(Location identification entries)
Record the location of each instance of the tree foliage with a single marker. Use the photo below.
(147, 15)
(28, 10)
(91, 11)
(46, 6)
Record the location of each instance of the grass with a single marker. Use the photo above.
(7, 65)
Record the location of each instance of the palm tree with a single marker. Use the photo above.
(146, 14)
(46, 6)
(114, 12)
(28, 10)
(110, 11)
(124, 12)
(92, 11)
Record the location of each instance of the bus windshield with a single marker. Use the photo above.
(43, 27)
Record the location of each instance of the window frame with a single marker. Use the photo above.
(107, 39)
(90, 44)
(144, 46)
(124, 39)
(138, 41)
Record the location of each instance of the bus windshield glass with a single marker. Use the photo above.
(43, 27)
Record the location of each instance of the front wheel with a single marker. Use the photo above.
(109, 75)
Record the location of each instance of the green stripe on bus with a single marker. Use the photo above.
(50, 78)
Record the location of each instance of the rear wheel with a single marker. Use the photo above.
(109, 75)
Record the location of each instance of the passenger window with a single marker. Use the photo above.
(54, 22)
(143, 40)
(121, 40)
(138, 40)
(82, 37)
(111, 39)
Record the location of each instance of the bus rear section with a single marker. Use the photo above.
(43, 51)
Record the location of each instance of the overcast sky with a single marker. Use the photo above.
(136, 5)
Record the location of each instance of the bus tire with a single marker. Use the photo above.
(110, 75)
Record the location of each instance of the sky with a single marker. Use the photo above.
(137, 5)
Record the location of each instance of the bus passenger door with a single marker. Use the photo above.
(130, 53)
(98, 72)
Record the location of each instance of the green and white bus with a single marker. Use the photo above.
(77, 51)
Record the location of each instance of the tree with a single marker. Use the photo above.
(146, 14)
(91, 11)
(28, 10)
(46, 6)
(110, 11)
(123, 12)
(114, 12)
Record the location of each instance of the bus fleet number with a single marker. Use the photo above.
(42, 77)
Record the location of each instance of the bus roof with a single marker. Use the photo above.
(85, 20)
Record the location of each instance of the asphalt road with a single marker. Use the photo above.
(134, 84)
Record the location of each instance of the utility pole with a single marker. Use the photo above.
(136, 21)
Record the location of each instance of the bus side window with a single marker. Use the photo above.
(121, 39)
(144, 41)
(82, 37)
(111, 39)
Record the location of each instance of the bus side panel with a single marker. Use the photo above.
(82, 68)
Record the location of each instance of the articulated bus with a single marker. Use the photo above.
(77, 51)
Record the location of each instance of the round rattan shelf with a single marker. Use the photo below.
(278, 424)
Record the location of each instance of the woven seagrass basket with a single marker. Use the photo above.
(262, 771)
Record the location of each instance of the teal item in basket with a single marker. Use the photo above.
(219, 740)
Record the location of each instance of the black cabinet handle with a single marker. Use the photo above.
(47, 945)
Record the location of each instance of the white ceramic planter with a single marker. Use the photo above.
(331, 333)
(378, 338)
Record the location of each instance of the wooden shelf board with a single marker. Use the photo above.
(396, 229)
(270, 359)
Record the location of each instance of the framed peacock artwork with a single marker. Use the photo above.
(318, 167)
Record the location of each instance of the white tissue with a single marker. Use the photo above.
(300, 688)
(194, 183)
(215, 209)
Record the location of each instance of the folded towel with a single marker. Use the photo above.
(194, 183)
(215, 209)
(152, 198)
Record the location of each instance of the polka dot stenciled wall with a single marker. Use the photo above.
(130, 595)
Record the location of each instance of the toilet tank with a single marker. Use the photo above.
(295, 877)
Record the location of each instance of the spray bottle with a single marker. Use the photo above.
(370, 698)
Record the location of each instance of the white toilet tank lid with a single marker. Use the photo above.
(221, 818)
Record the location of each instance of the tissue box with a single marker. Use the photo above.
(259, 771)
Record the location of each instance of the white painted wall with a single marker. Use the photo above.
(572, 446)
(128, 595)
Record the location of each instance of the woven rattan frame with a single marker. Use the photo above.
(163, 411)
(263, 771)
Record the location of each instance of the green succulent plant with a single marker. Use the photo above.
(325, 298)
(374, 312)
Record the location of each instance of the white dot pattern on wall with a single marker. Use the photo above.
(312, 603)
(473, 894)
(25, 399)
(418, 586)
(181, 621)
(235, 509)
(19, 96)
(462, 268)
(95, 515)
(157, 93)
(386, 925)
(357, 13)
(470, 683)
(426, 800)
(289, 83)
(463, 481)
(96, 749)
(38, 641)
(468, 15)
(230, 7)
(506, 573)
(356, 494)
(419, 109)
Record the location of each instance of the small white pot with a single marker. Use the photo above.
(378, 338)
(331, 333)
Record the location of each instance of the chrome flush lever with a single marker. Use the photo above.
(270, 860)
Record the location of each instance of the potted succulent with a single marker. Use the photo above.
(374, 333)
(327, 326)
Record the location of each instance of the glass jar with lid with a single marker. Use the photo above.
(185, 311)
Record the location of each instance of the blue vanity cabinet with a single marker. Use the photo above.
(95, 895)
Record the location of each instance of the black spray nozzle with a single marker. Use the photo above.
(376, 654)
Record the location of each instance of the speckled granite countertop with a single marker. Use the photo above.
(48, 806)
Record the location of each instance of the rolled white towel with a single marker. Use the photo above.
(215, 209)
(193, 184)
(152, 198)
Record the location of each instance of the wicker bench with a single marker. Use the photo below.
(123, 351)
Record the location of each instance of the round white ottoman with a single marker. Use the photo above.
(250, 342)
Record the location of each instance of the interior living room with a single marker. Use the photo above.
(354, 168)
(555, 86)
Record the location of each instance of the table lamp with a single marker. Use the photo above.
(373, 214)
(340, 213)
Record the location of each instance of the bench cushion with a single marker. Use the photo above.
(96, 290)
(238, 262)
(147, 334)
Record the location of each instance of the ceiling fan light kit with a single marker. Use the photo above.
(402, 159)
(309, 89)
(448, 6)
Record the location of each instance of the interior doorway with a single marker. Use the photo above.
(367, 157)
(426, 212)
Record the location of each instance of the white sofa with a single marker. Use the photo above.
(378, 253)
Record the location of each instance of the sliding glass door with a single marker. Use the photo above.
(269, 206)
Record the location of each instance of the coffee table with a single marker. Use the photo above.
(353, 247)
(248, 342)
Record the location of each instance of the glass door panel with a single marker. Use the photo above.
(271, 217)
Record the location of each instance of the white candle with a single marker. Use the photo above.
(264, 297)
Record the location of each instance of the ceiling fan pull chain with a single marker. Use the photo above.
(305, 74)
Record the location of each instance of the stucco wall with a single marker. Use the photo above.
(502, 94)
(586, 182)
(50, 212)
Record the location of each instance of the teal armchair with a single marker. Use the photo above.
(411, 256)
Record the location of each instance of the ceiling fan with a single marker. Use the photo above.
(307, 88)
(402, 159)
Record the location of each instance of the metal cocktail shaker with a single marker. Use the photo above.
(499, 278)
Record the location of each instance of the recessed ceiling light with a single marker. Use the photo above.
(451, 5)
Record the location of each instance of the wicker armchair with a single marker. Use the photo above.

▸ **Exercise**
Please quote nothing but the lines from the line with "Record the location of each instance of the stucco" through the end of the data above, exactly as written, ends included.

▸ **Written response**
Record the location of each instance of the stucco wall with a single marker. Use the photo above.
(502, 94)
(586, 182)
(50, 212)
Record the location of each instance of the teal armchair with a single marker. Use the photo above.
(411, 256)
Record the location of each instance of the ceiling fan with a single marker. Use the photo above.
(307, 88)
(402, 159)
Record the location of each instance of the metal cocktail shaker with a single marker. Use the photo above.
(499, 278)
Record the location of each instance of the recessed ceiling light with a single marker. Use the photo above.
(451, 5)
Record the location of each instance of the wicker armchair with a single marker. Use the photo above.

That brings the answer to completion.